Point annotation records:
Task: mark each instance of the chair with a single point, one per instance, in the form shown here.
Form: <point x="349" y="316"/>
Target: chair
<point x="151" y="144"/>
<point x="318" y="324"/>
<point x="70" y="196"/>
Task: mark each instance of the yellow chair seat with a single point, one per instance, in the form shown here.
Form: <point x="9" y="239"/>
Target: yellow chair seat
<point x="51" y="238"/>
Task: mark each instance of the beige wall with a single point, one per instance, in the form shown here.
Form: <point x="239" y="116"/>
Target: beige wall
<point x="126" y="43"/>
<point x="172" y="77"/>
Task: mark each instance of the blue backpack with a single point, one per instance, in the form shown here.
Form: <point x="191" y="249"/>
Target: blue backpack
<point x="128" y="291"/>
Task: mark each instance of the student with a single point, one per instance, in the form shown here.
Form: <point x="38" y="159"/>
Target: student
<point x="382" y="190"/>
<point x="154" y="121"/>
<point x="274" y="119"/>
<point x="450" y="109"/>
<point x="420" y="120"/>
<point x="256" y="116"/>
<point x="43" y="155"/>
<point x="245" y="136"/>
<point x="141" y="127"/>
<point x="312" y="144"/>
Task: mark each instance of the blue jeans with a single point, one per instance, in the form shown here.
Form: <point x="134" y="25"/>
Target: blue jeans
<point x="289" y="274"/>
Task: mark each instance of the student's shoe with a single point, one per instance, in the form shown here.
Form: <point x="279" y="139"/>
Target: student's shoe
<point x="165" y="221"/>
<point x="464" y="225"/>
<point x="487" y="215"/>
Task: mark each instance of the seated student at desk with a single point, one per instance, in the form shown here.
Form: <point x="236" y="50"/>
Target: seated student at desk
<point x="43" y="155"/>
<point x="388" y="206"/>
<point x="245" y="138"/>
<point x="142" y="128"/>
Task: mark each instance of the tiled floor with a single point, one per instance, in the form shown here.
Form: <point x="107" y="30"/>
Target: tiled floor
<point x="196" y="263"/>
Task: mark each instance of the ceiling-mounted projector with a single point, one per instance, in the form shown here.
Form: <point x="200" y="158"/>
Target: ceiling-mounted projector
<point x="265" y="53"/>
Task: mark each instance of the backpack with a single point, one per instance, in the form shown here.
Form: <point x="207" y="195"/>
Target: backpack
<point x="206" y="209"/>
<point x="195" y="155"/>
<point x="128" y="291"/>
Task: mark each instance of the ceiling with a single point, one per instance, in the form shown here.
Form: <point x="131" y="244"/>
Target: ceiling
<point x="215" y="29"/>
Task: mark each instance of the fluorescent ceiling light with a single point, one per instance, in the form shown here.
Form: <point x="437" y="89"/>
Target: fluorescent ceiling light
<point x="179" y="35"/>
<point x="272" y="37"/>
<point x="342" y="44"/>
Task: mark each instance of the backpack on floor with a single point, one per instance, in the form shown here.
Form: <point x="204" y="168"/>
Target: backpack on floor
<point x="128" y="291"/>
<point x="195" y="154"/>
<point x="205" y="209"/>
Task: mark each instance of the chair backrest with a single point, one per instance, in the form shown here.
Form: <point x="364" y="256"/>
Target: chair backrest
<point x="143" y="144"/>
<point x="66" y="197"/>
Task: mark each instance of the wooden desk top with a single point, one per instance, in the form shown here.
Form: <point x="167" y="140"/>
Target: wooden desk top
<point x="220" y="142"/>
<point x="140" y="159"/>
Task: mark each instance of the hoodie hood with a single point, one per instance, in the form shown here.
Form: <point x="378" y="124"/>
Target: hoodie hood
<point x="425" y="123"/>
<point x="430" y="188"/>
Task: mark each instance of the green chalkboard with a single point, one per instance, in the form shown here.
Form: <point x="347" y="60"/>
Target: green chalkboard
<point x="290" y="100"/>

TASK BRIEF = Transcribe the records above exactly, but only from the line that contains "Task: mark each instance of the chair backrest" through their final line, inclusive.

OUTPUT FOR THIS EXERCISE =
Task: mark each instance of the chair backrest with a single point, one per instance, in the form shown here.
Form: <point x="364" y="256"/>
Target: chair backrest
<point x="143" y="144"/>
<point x="66" y="197"/>
Task: mark each instance of the wooden desk top with a single point, one per instance, in the form shown here.
Form: <point x="167" y="140"/>
Target: wooden desk top
<point x="220" y="142"/>
<point x="140" y="159"/>
Task: mark each instance of the hoodie hood with a single point, one per instance, in the form shown here.
Form: <point x="378" y="124"/>
Target: hoodie hood
<point x="425" y="123"/>
<point x="430" y="188"/>
Task: mark each instance of the green chalkboard with a single point, one per instance, in the form shown here.
Form: <point x="347" y="60"/>
Target: green chalkboard
<point x="290" y="100"/>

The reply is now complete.